Recorded data
========================================================================

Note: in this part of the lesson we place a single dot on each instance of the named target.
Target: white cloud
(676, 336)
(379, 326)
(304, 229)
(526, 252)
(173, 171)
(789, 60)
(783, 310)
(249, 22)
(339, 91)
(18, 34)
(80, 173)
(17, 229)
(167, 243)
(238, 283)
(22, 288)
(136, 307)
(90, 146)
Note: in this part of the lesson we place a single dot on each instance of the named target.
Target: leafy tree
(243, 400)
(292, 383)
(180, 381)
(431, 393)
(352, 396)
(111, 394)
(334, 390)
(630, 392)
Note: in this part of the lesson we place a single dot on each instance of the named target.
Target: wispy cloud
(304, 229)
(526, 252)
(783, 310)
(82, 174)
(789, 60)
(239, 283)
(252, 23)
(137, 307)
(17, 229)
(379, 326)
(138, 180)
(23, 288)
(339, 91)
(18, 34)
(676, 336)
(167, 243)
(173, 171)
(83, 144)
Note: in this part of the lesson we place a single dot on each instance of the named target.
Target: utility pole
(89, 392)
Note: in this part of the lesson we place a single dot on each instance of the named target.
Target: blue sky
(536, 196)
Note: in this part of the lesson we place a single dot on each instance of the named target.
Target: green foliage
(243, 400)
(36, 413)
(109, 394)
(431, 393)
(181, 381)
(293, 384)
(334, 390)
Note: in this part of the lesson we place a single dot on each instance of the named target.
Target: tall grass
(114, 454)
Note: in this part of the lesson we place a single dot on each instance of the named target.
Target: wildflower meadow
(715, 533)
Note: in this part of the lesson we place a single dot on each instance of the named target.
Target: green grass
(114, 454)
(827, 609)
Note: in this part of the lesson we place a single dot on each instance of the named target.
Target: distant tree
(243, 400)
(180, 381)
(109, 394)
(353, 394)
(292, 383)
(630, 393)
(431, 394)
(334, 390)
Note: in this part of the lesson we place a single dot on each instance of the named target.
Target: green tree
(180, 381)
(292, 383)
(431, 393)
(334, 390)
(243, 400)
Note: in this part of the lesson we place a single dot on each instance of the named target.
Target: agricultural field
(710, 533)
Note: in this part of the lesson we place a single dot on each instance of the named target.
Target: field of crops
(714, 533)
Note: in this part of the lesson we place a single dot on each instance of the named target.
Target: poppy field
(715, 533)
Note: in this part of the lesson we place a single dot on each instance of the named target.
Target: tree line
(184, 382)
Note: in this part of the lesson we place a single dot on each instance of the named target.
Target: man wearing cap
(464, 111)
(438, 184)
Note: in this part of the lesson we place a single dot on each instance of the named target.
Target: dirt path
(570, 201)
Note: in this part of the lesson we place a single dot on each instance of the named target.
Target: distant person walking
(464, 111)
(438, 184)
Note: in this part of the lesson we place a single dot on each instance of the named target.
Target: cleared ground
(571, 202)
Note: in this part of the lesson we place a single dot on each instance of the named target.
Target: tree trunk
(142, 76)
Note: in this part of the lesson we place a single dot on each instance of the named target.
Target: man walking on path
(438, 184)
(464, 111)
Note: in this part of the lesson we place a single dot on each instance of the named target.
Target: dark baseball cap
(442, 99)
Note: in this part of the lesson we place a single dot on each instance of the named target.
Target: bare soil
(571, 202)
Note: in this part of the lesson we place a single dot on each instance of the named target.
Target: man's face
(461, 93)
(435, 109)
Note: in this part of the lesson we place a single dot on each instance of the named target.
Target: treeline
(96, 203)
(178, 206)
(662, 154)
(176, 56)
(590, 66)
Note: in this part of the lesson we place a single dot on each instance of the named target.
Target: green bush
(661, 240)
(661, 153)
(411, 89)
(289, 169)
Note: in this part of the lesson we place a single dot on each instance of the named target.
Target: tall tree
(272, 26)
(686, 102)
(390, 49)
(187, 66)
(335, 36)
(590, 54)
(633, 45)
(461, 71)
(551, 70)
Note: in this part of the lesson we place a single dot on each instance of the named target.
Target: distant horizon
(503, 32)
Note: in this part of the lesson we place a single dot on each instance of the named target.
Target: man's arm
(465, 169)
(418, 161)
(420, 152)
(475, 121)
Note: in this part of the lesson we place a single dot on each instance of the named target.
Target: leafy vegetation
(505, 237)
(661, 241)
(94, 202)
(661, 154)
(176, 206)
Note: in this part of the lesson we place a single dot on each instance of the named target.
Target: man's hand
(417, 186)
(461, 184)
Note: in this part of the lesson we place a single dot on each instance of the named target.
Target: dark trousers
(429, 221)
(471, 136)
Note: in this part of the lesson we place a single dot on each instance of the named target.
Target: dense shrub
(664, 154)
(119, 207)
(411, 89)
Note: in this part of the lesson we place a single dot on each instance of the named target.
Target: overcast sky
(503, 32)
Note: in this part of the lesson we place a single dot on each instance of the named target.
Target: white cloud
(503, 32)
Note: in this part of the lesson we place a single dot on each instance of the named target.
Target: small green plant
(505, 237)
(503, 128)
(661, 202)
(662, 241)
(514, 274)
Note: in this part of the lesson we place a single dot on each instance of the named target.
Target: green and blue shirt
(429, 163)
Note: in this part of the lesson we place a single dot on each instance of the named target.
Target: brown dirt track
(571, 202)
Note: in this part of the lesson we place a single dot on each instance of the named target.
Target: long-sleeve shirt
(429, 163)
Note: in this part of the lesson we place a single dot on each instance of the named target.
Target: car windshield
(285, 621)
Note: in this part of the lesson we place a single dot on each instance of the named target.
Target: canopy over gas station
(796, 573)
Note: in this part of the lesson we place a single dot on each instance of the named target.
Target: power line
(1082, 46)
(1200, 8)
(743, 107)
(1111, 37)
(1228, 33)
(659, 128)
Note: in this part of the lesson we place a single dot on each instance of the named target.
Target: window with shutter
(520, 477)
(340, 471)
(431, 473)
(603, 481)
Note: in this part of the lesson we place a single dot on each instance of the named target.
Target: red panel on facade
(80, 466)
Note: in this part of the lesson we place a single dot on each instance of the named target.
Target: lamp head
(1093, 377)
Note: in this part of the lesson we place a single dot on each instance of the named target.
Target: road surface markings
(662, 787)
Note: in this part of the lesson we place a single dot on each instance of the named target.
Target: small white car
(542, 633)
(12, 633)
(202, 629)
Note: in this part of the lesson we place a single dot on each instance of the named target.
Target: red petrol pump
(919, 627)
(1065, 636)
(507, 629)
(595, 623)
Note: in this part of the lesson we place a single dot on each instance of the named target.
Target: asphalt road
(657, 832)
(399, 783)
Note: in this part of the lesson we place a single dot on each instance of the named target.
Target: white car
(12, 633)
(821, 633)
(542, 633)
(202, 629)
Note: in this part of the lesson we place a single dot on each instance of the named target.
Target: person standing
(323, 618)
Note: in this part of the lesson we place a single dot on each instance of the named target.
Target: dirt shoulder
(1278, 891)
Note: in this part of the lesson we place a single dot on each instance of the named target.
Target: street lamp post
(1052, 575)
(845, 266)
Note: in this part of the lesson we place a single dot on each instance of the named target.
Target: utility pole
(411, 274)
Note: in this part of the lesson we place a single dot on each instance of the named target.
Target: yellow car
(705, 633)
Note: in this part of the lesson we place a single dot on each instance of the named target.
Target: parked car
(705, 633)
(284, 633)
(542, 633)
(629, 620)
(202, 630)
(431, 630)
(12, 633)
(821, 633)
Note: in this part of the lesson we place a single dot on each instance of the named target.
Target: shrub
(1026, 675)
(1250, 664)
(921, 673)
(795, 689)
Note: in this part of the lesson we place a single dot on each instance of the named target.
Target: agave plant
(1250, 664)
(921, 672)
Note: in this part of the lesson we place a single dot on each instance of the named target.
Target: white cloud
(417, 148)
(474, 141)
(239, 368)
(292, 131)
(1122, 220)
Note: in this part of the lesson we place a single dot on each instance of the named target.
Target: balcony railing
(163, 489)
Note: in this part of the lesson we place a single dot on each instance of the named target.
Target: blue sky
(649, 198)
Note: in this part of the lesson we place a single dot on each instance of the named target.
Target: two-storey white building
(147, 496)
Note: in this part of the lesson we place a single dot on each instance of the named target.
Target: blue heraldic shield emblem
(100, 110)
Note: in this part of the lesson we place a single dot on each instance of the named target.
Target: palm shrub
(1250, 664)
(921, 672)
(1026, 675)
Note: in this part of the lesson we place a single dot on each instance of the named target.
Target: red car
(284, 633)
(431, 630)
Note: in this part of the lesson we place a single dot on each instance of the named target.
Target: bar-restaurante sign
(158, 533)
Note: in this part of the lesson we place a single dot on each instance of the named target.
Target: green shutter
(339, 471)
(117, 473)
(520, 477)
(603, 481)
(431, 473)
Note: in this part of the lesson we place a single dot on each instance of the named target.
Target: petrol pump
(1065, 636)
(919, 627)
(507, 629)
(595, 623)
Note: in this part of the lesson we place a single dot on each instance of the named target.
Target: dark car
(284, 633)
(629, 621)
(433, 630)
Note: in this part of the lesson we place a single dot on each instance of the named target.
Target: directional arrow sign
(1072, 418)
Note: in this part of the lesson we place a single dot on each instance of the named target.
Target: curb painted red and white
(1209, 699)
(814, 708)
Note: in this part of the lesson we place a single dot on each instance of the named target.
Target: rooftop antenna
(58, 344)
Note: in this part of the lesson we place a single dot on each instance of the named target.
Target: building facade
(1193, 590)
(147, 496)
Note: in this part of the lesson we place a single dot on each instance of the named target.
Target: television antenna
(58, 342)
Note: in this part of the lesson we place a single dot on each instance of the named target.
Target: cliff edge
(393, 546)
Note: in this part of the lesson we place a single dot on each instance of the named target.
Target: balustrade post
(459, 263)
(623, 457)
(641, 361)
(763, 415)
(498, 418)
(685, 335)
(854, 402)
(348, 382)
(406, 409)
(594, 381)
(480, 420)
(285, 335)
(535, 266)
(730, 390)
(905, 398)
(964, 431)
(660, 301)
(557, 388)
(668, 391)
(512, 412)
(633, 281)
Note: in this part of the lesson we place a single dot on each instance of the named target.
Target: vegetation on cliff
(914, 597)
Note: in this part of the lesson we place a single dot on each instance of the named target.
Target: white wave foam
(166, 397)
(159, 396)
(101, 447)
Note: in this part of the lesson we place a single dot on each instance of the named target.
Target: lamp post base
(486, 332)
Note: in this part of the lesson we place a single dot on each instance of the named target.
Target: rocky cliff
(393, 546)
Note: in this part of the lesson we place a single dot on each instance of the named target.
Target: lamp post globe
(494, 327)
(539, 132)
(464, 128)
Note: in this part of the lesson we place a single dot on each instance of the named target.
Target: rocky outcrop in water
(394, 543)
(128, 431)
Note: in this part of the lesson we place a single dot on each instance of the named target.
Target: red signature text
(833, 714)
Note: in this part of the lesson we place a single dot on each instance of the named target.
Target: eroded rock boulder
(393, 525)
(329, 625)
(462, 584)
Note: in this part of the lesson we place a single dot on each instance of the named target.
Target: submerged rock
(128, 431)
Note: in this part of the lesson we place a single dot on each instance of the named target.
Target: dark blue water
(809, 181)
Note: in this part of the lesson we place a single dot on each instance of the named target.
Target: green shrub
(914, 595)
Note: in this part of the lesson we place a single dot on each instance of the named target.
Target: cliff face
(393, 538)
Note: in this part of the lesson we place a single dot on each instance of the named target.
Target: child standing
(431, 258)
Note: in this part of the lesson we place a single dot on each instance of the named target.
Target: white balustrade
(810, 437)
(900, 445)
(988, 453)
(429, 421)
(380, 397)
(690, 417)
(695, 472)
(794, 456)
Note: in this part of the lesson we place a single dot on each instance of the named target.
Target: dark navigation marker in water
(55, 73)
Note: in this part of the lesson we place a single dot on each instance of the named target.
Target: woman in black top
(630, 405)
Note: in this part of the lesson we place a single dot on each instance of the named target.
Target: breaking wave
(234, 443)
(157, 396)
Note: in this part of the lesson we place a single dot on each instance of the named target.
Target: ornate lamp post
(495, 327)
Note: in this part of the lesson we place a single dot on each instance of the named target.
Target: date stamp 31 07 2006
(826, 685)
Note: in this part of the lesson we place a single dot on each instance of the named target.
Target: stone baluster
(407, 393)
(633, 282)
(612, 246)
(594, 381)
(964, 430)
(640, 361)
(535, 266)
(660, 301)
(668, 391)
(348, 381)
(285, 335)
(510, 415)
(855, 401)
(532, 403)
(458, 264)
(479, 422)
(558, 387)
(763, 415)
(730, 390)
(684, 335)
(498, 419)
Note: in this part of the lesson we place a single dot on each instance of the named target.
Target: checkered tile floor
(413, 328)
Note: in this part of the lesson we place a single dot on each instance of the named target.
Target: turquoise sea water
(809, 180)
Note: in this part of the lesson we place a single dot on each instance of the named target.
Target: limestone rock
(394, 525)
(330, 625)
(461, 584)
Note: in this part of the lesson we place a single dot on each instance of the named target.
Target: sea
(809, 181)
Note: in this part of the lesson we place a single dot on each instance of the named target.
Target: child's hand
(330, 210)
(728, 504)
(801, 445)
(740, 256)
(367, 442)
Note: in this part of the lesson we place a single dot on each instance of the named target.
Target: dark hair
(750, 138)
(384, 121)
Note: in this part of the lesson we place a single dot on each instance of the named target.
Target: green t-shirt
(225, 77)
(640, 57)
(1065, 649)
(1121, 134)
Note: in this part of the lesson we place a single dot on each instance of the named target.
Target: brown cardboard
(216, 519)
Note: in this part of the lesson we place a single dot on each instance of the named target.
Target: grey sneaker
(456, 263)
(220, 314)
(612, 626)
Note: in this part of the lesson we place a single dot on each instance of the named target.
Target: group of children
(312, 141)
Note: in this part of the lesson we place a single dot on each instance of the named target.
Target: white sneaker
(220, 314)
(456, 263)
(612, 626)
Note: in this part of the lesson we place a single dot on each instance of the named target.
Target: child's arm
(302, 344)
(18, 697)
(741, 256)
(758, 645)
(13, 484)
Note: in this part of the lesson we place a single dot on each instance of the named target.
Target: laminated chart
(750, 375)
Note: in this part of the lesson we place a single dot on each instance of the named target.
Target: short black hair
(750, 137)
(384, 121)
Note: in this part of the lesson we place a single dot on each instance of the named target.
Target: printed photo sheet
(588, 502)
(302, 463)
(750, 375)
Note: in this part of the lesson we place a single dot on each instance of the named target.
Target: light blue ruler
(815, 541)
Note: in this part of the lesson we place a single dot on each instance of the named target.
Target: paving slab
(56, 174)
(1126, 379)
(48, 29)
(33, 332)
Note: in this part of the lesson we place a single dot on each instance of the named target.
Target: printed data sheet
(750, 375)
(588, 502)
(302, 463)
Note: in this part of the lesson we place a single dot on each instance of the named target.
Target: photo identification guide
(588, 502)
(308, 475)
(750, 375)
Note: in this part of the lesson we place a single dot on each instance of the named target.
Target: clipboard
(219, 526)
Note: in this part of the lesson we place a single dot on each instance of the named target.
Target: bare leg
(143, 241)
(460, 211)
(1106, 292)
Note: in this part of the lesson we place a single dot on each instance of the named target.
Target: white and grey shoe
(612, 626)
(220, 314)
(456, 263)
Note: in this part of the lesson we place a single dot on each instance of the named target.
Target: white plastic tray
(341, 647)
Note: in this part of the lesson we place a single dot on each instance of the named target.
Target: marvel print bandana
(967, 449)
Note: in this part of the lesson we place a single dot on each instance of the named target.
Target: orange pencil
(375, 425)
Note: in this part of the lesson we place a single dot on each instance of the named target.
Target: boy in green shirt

========================================================================

Identify every line in the rows above that contains the word "blue", and copy each one in full.

**Task response**
Target: blue sky
Target: green and blue shirt
Target: blue sky
Target: blue heraldic shield emblem
Target: dark blue water
Target: light blue ruler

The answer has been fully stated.